AIM OF THE EXERCISE: Within the records, say how many lines include the word "collared"; the answer should be the number and no more.

AVAILABLE DATA:
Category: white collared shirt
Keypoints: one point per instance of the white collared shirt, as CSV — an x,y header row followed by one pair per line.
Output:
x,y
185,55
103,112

ANSWER TO THE EXERCISE: 2